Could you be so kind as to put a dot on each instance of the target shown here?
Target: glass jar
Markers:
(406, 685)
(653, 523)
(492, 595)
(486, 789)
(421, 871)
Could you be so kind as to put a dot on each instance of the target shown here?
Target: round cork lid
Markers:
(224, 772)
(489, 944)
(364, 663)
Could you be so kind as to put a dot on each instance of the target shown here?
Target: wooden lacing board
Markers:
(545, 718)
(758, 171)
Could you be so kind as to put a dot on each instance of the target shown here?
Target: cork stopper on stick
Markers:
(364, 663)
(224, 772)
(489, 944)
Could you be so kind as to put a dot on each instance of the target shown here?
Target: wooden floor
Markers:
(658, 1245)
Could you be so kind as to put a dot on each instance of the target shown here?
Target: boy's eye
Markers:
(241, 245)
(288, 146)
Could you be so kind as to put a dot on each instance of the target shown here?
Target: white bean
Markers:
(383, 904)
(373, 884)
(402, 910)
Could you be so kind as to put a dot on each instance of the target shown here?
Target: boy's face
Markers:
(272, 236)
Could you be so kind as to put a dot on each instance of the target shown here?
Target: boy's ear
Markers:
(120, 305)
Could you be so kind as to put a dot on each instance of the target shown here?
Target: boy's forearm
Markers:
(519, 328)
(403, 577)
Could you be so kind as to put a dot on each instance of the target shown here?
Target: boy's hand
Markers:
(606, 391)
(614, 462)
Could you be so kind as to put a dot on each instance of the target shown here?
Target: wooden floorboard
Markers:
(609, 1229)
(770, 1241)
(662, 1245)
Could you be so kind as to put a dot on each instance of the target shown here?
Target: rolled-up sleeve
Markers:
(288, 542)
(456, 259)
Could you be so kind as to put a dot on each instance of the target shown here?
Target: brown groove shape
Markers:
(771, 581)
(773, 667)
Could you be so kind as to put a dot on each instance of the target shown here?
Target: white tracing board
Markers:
---
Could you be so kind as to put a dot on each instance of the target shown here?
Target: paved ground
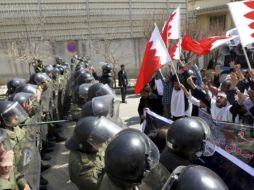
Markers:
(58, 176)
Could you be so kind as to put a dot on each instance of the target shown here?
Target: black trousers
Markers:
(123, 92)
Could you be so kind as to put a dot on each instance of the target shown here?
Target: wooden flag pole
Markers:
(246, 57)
* * *
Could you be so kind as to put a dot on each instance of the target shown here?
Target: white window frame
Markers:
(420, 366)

Problem to solve
Where in the listing does the string "white" appear? Copy every line that has it.

Exercise answer
Target: white bean
Target: white tracing board
Target: white window frame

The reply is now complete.